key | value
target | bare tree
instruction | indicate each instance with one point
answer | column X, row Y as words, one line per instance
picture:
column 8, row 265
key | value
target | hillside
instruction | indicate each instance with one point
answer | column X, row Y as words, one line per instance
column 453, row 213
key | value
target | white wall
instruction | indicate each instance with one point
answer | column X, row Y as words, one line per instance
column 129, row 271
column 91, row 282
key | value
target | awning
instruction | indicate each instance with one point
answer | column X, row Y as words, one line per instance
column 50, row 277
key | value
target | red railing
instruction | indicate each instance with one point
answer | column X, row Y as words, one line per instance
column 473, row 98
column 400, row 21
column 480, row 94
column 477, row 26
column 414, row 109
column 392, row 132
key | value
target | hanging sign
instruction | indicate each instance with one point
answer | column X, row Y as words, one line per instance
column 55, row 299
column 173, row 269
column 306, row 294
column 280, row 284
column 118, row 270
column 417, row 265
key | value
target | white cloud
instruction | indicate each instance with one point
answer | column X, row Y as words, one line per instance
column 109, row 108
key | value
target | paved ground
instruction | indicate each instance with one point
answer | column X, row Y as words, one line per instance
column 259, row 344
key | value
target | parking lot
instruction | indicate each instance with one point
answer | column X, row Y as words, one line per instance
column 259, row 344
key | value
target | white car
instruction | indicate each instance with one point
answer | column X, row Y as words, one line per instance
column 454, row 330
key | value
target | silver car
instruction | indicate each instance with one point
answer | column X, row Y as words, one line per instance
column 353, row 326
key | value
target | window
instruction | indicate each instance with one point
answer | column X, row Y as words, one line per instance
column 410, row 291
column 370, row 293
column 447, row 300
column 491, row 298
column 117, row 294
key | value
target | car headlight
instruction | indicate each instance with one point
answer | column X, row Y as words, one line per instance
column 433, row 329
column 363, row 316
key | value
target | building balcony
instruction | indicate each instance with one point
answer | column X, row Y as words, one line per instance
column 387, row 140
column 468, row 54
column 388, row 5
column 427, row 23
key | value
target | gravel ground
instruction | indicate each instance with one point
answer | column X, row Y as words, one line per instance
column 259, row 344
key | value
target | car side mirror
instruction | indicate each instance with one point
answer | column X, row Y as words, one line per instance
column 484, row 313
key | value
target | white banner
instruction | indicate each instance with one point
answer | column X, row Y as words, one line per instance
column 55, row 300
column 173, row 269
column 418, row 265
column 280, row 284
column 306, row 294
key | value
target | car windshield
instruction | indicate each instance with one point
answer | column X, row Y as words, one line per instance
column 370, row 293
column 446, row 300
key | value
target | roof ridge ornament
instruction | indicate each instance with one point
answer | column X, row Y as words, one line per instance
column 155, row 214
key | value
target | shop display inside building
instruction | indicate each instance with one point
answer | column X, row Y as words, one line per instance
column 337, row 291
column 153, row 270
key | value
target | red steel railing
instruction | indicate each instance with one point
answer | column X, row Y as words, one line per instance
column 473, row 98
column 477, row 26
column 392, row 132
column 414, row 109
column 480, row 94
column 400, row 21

────

Set the entries above down again, each one exactly as written.

### Solution for this exercise:
key | value
target | bare tree
instruction | indicate each instance with one point
answer | column X, row Y as words, one line per instance
picture:
column 8, row 265
key | value
target | hillside
instruction | indicate each instance with one point
answer | column X, row Y as words, one line per instance
column 453, row 213
key | value
target | white wall
instruction | indicate each instance with one point
answer | column X, row Y as words, one line per instance
column 129, row 271
column 91, row 282
key | value
target | awning
instruction | indicate each instance with one point
answer | column X, row Y as words, one line per instance
column 50, row 277
key | value
target | red railing
instruction | indicate each instance with one point
answer | column X, row Y as words, one line per instance
column 473, row 98
column 400, row 21
column 480, row 94
column 477, row 26
column 414, row 109
column 392, row 132
key | value
target | hanging sign
instruction | indicate each instance with one point
answer | column X, row Y as words, one line per instance
column 55, row 299
column 173, row 269
column 306, row 294
column 280, row 284
column 118, row 270
column 417, row 265
key | value
target | white cloud
instruction | indicate each instance with one point
answer | column X, row Y as words, one line per instance
column 109, row 108
key | value
target | paved ground
instruction | indicate each instance with one point
answer | column X, row Y as words, one line per instance
column 259, row 344
key | value
target | parking lot
instruction | indicate each instance with one point
answer | column X, row Y as words, one line per instance
column 259, row 344
key | value
target | white car
instruction | indicate each instance with one point
answer | column X, row Y as words, one line per instance
column 454, row 330
key | value
target | silver car
instruction | indicate each instance with one point
answer | column X, row Y as words, one line per instance
column 353, row 326
key | value
target | window
instruction | indicate each instance with one point
answer | column X, row Y as words, one line per instance
column 410, row 291
column 370, row 293
column 447, row 300
column 491, row 298
column 117, row 294
key | value
target | car headlight
instruction | indicate each instance with one point
answer | column X, row Y as words, one line per instance
column 433, row 329
column 363, row 316
key | value
target | building balcony
instruction | indicate each instance with one point
answer | column X, row Y as words, one line per instance
column 387, row 140
column 468, row 54
column 388, row 5
column 427, row 23
key | value
target | gravel ground
instruction | indicate each instance with one point
answer | column X, row Y as words, one line per instance
column 259, row 344
key | value
target | car side mirror
instruction | indicate each instance with one point
answer | column X, row Y as words, one line per instance
column 484, row 313
key | value
target | white banner
instruction | indicate each instance with one point
answer | column X, row Y as words, one line per instance
column 55, row 300
column 173, row 269
column 418, row 265
column 280, row 284
column 306, row 294
key | value
target | car windshield
instruction | indicate each instance with one point
answer | column X, row Y as words, one line per instance
column 370, row 293
column 446, row 300
key | value
target | roof ridge ornament
instruction | indicate each instance with one point
answer | column X, row Y as words, one line per instance
column 155, row 214
key | value
target | shop display inside building
instruction | indicate each instance with one point
answer | column X, row Y as words, one line per instance
column 337, row 291
column 153, row 270
key | value
target | red steel railing
instruction | indicate each instance with one point
answer | column X, row Y as words, one line per instance
column 473, row 98
column 477, row 26
column 392, row 132
column 414, row 109
column 480, row 94
column 400, row 21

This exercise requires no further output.